EXTRAIT À LIRE:
Déclaration solennelle de la Libre Pensée à la veille des élections présidentielles et législatives
A la veille des élections présidentielles et législatives qui viennent, la Fédération nationale de la Libre Pensée entend préciser ses analyses et revendications. Fidèle à sa tradition, elle ne donnera aucune consigne de vote, car comme le disait Jean Macé, fondateur de la Ligue de l’enseignement, association amie de la Libre Pensée : «Nous ne sommes pas là pour faire les élections, mais pour faire des électeurs ». Chaque libre penseur, chaque laïque par définition, est libre de voter ou ne pas voter aux élections selon son propre choix.
La Libre Pensée ne s’érigera donc pas en directrice des consciences, car elle place, au-dessus de tout, la défense et la promotion de la liberté de conscience. Et c’est à la mesure de ce principe qu’elle peut s’inscrire dans le débat public et indiquer ce qu’elle pense de ce qui a été fait au cours de ce quinquennat qui s’inscrit dans l’aggravation des quinquennats précédents.
Dans quelle situation sommes-nous ?
Rappelons ce que disait la Résolution générale du Congrès national 2021 de la Libre Pensée à Voiron (Isère) : « Il est indispensable de voir que la question de l’unité est totalement prégnante, à tous les niveaux, depuis un certain temps. Au-delà de la nécessaire recherche de l’efficacité, qui est une donnée intemporelle, une autre question se fait jour.
La crise de la « représentation politique » à tous les niveaux et dans toutes les composantes de la société, ouvre un nouveau champ d’expérimentation. La Libre Pensée ne peut prétendre à cette représentation politique ni même à la construction de celle-ci. Mais elle doit participer à la réflexion à tous les niveaux et sur tous les plans à cette réflexion. Aucune composante du mouvement ouvrier, laïque et démocratique n’a la solution clés en mains, et chacun compare, analyse et recherche.

DONNÉES FOURNIES:
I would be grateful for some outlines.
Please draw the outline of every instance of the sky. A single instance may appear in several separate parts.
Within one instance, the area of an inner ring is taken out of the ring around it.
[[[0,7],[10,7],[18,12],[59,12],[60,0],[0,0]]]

CONSIGNE:
D'après l'extrait sur la Libre Pensée :
(a) Qui a fondé la Ligue de l'enseignement ?
(b) Dans quelle ville s'est tenu le Congrès national 2021 ?
(c) Que la Libre Pensée place-t-elle au-dessus de tout ?
Appuyez-vous uniquement sur l'extrait.

RÉSULTAT CI-DESSOUS:
(a) Jean Macé.
(b) À Voiron (Isère).
(c) La défense et la promotion de la liberté de conscience.